▶ Work to be completed
Since only part of the material below is wanted, output exactly the lines from the one with "positive clicks: (591, 345)" up to and including the one with "positive clicks: (558, 218) (580, 199)".

▶ Input records

:::

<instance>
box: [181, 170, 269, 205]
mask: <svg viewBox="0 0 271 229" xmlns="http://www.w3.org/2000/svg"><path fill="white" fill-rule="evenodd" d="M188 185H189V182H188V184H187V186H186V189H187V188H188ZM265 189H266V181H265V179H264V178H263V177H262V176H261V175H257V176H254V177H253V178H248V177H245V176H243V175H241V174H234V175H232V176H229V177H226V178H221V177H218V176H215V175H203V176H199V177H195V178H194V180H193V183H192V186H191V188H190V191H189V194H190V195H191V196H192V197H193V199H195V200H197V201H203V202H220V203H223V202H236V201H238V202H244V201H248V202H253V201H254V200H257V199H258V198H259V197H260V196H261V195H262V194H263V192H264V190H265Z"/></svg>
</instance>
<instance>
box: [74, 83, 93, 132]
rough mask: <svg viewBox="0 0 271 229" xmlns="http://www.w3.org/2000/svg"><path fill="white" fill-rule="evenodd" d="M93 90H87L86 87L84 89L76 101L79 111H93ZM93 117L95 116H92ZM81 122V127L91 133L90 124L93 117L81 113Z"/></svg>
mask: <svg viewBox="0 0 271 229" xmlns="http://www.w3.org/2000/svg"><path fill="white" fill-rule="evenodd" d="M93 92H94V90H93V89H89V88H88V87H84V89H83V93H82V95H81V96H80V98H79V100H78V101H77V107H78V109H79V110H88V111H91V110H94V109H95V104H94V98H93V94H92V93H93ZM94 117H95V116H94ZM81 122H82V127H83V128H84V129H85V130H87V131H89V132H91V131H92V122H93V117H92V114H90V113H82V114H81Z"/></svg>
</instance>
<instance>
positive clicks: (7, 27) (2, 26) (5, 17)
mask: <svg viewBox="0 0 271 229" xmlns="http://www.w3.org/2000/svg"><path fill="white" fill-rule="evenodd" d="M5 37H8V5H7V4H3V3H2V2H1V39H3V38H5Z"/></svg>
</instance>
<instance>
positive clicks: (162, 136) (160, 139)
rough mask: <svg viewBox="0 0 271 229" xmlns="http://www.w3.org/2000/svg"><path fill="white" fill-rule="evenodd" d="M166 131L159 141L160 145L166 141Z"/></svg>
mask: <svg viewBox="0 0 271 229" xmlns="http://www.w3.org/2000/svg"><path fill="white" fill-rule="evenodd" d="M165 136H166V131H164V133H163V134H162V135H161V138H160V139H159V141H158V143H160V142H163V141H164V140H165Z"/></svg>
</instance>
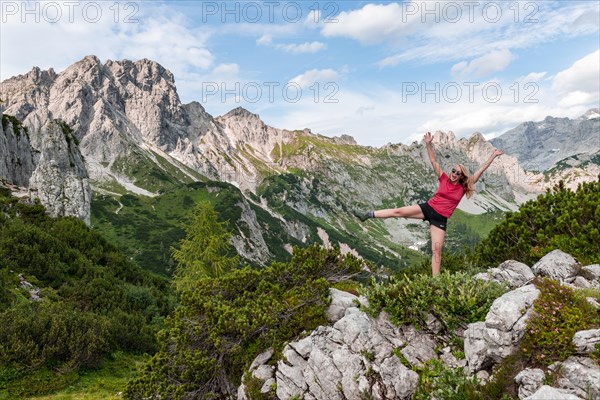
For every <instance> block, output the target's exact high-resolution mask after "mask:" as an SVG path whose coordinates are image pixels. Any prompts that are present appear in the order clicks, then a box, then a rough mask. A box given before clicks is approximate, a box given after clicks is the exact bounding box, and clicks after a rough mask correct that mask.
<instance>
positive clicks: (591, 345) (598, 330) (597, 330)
mask: <svg viewBox="0 0 600 400" xmlns="http://www.w3.org/2000/svg"><path fill="white" fill-rule="evenodd" d="M598 343H600V329H589V330H587V331H579V332H577V333H575V336H573V345H574V346H575V351H577V352H578V353H580V354H585V353H591V352H592V351H594V350H595V346H596V345H597V344H598Z"/></svg>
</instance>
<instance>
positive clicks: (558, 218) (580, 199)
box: [475, 176, 600, 267]
mask: <svg viewBox="0 0 600 400" xmlns="http://www.w3.org/2000/svg"><path fill="white" fill-rule="evenodd" d="M599 229H600V176H599V180H598V181H596V182H588V183H582V184H580V185H579V186H578V188H577V190H576V191H575V192H573V191H571V190H569V189H567V188H565V186H564V183H563V182H562V181H561V182H560V183H559V184H558V185H556V186H555V187H554V190H553V191H550V190H548V191H547V192H546V193H545V194H542V195H540V196H538V197H537V198H536V199H535V200H531V201H528V202H526V203H524V204H523V205H521V207H520V208H519V211H518V212H514V213H507V214H506V216H505V219H504V221H502V222H501V223H500V224H499V225H498V226H497V227H496V228H494V229H493V230H492V231H491V232H490V234H489V235H488V237H487V238H485V239H484V240H483V241H482V242H481V243H480V244H479V245H478V246H477V248H476V250H475V260H476V262H477V263H478V264H481V265H484V266H493V267H495V266H497V265H498V264H500V263H501V262H503V261H505V260H510V259H512V260H517V261H521V262H523V263H525V264H528V265H532V264H534V263H535V262H536V261H538V260H539V259H540V258H541V257H543V256H544V255H545V254H547V253H549V252H550V251H552V250H554V249H561V250H562V251H564V252H566V253H569V254H571V255H572V256H573V257H575V258H576V259H577V260H578V261H579V262H581V263H582V264H584V265H585V264H593V263H598V262H600V231H599Z"/></svg>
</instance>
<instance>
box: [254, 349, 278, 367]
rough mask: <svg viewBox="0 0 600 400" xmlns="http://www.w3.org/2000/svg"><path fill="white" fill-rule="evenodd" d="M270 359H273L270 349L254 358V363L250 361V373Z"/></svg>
mask: <svg viewBox="0 0 600 400" xmlns="http://www.w3.org/2000/svg"><path fill="white" fill-rule="evenodd" d="M271 357H273V349H272V348H270V349H268V350H267V351H265V352H263V353H261V354H259V355H257V356H256V357H255V358H254V361H252V364H250V368H249V370H250V371H254V370H255V369H256V368H258V367H259V366H260V365H262V364H264V363H266V362H267V361H269V360H270V359H271Z"/></svg>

:::

▶ Result of the task
positive clicks: (591, 345) (598, 330) (597, 330)
mask: <svg viewBox="0 0 600 400" xmlns="http://www.w3.org/2000/svg"><path fill="white" fill-rule="evenodd" d="M598 343H600V329H589V330H587V331H579V332H577V333H575V336H573V345H574V346H575V351H577V352H578V353H580V354H585V353H591V352H592V351H594V350H595V346H596V345H597V344H598Z"/></svg>
</instance>
<instance>
positive clicks: (558, 218) (580, 199)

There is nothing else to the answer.